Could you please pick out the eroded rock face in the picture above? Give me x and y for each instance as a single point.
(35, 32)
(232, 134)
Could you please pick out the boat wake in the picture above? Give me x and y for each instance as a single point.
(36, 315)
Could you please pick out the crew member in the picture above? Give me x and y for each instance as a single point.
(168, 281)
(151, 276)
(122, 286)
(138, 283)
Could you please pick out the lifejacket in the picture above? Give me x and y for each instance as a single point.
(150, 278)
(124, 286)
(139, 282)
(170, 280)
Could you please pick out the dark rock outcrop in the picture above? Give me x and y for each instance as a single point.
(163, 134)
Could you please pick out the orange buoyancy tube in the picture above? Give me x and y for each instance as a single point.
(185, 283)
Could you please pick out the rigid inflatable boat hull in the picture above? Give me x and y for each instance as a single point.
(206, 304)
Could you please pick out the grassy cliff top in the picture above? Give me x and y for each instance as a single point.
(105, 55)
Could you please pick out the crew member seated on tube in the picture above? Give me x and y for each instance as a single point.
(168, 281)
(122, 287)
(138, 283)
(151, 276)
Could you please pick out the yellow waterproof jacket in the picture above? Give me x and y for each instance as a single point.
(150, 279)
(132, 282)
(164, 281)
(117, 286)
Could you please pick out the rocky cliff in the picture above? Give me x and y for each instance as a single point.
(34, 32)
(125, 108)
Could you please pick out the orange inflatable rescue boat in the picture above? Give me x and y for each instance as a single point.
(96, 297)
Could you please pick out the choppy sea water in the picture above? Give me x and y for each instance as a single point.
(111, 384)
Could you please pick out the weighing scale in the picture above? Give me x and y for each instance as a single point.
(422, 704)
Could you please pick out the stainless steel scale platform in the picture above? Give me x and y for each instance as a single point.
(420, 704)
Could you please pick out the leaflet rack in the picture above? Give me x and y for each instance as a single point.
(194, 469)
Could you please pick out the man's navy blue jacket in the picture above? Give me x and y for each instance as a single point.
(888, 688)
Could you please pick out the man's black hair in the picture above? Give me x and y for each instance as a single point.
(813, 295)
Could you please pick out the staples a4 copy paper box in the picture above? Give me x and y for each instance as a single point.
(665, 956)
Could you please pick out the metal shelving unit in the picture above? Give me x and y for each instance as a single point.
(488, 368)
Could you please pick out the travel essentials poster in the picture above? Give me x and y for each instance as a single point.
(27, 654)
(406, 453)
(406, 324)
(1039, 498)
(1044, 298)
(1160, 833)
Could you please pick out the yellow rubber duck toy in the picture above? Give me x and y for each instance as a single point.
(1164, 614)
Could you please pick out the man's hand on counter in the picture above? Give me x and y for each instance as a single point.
----------
Descripción del ejercicio: Vuelve a escribir las líneas del listado que empiezan en la que contiene "Could you please pick out the travel" y llegan hasta la que contiene "(1164, 614)", ambas incluidas, con todo su texto. Desplaza cada número de las coordenadas sumándole 66.

Resultado del ejercicio:
Could you please pick out the travel essentials poster in the picture above? Give me x and y for each instance as a single point.
(93, 720)
(472, 519)
(472, 390)
(1105, 564)
(1110, 364)
(1226, 899)
Could you please pick out the yellow rubber duck toy in the picture above? Give me x and y for each instance as a single point.
(1230, 680)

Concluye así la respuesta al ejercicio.